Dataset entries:
------------

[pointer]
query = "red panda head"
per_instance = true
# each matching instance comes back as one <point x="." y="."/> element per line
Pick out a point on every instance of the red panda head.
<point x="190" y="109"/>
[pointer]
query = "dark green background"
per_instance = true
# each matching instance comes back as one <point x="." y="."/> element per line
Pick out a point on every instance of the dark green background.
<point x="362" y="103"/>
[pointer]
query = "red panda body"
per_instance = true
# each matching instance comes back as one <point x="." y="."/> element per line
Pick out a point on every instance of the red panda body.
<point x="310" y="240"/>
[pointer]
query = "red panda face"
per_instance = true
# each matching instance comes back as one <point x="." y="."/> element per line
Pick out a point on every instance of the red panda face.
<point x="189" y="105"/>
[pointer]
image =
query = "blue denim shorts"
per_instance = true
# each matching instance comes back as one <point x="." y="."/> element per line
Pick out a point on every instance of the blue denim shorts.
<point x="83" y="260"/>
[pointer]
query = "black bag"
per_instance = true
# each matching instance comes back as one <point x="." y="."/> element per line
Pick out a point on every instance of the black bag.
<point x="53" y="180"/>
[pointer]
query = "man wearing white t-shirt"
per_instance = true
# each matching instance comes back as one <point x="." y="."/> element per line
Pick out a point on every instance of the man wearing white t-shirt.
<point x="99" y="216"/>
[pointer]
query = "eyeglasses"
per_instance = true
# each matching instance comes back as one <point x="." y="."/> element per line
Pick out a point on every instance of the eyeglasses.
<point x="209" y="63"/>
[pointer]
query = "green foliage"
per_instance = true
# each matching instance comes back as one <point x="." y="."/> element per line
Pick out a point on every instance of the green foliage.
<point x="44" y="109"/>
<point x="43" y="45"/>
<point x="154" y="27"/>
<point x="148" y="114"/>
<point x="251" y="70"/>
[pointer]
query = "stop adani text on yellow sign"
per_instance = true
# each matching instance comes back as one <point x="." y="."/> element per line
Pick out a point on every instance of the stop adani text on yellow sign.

------------

## Your instructions
The records above need copying. Do it exactly.

## Reply to the exercise
[pointer]
query = "red panda head"
per_instance = true
# each matching instance comes back as one <point x="." y="."/> element per line
Pick out a point on every instance of the red panda head.
<point x="190" y="109"/>
[pointer]
query = "dark green background"
per_instance = true
# each matching instance comes back as one <point x="." y="."/> element per line
Pick out a point on every instance of the dark green background.
<point x="362" y="103"/>
[pointer]
query = "red panda body"
per_instance = true
# each matching instance comes back as one <point x="." y="."/> element per line
Pick out a point on every instance of the red panda body.
<point x="310" y="240"/>
[pointer]
query = "red panda face"
per_instance = true
# each matching instance comes back as one <point x="." y="."/> element per line
Pick out a point on every instance of the red panda face.
<point x="189" y="105"/>
[pointer]
image =
query = "blue denim shorts"
per_instance = true
# each matching instance comes back as one <point x="." y="."/> element per line
Pick out a point on every instance of the blue denim shorts.
<point x="83" y="260"/>
[pointer]
query = "black bag"
per_instance = true
# each matching instance comes back as one <point x="." y="."/> element per line
Pick out a point on every instance of the black bag.
<point x="53" y="180"/>
[pointer]
query = "man wearing white t-shirt"
per_instance = true
# each matching instance comes back as one <point x="." y="."/> element per line
Pick out a point on every instance of the man wearing white t-shirt.
<point x="99" y="216"/>
[pointer]
query = "eyeglasses"
per_instance = true
# each matching instance comes back as one <point x="." y="."/> element per line
Pick out a point on every instance of the eyeglasses.
<point x="209" y="63"/>
[pointer]
query = "green foliage"
per_instance = true
# each matching instance comes back as one <point x="." y="."/> element per line
Pick out a point on every instance of the green foliage.
<point x="44" y="109"/>
<point x="43" y="45"/>
<point x="154" y="27"/>
<point x="148" y="114"/>
<point x="251" y="70"/>
[pointer]
query = "stop adani text on yellow sign"
per_instance = true
# each matching instance comes back as one <point x="." y="."/> element per line
Pick out a point on every instance of the stop adani text on yellow sign.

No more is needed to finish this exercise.